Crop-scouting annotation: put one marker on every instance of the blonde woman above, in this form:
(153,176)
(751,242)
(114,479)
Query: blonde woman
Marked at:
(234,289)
=-=-=-=-=
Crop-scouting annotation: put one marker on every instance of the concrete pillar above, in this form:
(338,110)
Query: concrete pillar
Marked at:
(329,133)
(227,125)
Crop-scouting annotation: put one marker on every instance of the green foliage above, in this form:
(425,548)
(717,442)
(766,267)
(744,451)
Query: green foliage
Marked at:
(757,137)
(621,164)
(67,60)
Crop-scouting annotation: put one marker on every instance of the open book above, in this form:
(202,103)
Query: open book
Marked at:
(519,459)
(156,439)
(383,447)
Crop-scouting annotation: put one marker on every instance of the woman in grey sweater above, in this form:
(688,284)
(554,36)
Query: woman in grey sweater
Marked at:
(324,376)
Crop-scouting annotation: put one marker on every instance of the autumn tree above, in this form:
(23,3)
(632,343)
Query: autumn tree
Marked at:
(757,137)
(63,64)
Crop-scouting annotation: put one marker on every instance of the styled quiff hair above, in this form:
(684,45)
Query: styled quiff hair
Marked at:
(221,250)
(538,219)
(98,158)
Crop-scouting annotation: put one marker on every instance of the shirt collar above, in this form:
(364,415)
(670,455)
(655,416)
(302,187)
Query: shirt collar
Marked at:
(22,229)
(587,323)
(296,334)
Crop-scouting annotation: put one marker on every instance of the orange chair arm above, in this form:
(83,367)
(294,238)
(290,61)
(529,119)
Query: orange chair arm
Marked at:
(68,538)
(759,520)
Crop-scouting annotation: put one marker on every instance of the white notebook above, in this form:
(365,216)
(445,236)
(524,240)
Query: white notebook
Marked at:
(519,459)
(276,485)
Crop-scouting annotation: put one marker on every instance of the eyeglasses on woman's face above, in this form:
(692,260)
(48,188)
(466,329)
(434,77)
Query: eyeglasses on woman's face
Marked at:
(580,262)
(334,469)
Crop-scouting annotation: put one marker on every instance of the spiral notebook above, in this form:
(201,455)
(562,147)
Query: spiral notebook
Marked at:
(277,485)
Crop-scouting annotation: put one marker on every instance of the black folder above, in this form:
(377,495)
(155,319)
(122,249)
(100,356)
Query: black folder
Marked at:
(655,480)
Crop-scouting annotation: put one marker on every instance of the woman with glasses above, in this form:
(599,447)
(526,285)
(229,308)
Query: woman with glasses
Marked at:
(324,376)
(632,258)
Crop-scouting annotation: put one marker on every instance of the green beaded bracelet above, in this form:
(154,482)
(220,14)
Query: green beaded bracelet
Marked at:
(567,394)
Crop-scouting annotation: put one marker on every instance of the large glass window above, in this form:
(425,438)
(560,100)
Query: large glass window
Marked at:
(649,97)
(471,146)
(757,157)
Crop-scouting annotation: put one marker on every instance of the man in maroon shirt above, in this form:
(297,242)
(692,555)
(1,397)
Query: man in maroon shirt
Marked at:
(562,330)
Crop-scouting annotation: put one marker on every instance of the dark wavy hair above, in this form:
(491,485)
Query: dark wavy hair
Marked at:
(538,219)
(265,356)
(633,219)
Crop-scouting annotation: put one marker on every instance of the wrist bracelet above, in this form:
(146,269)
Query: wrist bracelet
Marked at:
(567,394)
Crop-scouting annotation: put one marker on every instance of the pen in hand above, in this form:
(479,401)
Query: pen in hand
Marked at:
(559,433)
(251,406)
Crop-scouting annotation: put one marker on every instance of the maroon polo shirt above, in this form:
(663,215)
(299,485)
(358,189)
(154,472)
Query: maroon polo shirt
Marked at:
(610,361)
=-=-=-=-=
### Directions
Filter the entries down to the lines containing "pillar". Copy each of those lines.

### Solution below
Crop-scouting annotation: put one marker on every instance of the concrete pillar above, in this form:
Query: concrete pillar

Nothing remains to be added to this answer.